• Input:
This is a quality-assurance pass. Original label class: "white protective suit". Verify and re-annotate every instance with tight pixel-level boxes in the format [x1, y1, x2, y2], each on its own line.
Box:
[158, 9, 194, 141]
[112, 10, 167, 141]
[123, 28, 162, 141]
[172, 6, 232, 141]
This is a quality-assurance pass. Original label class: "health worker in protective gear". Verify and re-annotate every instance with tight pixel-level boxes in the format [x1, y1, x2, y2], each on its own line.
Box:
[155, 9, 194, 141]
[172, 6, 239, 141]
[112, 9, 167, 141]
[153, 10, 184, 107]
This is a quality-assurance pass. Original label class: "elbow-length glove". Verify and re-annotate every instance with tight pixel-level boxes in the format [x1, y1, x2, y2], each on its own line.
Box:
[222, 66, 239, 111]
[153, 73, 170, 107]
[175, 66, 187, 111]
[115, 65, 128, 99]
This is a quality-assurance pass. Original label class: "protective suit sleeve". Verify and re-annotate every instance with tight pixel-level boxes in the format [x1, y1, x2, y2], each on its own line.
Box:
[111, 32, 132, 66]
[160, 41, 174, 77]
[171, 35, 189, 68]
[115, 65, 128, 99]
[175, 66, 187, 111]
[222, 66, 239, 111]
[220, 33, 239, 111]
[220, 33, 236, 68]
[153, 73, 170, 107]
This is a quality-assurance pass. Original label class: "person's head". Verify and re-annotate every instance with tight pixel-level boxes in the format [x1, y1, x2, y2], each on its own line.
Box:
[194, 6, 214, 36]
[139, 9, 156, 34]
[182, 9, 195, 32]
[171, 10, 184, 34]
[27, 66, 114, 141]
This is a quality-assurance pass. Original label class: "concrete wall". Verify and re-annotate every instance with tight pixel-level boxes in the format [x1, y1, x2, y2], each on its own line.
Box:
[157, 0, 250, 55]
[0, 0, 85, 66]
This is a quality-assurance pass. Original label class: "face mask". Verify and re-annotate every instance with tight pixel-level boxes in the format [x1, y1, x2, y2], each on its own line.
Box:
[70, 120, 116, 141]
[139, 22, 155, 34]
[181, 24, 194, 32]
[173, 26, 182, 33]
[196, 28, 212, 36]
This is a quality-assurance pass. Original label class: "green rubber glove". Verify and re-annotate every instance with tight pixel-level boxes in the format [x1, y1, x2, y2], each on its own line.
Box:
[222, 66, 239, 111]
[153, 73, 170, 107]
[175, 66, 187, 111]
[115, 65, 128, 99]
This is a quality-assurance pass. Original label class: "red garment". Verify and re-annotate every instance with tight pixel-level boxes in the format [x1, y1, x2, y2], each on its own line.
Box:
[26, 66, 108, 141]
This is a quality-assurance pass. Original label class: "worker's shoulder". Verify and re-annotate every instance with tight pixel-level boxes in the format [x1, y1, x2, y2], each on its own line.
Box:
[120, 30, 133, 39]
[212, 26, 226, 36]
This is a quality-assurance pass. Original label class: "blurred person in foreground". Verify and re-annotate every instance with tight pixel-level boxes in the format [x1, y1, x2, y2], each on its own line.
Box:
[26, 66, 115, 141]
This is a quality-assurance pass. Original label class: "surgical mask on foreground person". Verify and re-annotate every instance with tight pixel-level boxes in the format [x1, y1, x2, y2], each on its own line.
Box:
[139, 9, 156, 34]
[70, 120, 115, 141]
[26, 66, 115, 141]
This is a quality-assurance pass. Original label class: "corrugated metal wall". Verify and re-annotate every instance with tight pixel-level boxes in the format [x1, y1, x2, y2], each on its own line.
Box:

• Directive: Copy out, word for word, the part of the listing above from its very first line through the line that contains "[196, 28, 212, 36]", including both ends.

• Result below:
This is a quality-assurance pass. Original label class: "white protective suit". Verify and re-annotate every instance with tight pixel-level boxes in the format [x1, y1, x2, y2], each on its own line.
Box:
[158, 9, 194, 141]
[112, 10, 167, 141]
[123, 28, 162, 141]
[172, 6, 232, 141]
This is a quality-assurance pass. Original label class: "health worker in protective gear". Verify and re-annotate every instance with tight pixel-level boxes in the format [x1, y1, x2, y2], each on its own line.
Box:
[155, 9, 194, 141]
[172, 6, 239, 141]
[112, 9, 167, 141]
[153, 10, 184, 107]
This is a quality-assurance pass. Original label class: "elbow-length glove". Verify and re-annotate every instance with tight pixel-level boxes in the format [x1, y1, x2, y2], each on its own line.
Box:
[222, 66, 239, 111]
[153, 73, 170, 107]
[175, 66, 187, 111]
[115, 65, 128, 99]
This is a quality-assurance pass. Original label class: "protective suit sleeve". Verify and re-annotate every instance with tight pixel-level boxes in the format [x1, y1, x2, y2], each on its own line.
Box:
[111, 32, 132, 66]
[160, 41, 174, 77]
[171, 35, 189, 68]
[115, 65, 128, 99]
[175, 66, 187, 111]
[222, 66, 239, 111]
[220, 33, 239, 111]
[220, 33, 236, 68]
[153, 73, 170, 107]
This is a quality-assurance pass. Original label class: "person's head". Verify and re-annotate every instance with tight pixel-level boxes in the format [x1, y1, x2, y2], each on its own line.
Box:
[194, 6, 214, 36]
[139, 9, 156, 34]
[182, 9, 195, 32]
[171, 10, 184, 34]
[27, 66, 114, 141]
This is a quality-assurance pass. Original label class: "concrete wall". Verify and re-annotate every instance with tight pixel-level boxes in the format [x1, y1, x2, y2], each on its own line.
Box:
[157, 0, 250, 55]
[0, 0, 85, 66]
This is a quality-assurance pass. Original label class: "face mask". Verify and re-annotate every instance with tight pixel-level boxes in the format [x1, y1, x2, y2], each on its own line.
Box:
[70, 120, 116, 141]
[139, 22, 155, 34]
[181, 24, 194, 32]
[173, 26, 182, 33]
[196, 28, 212, 36]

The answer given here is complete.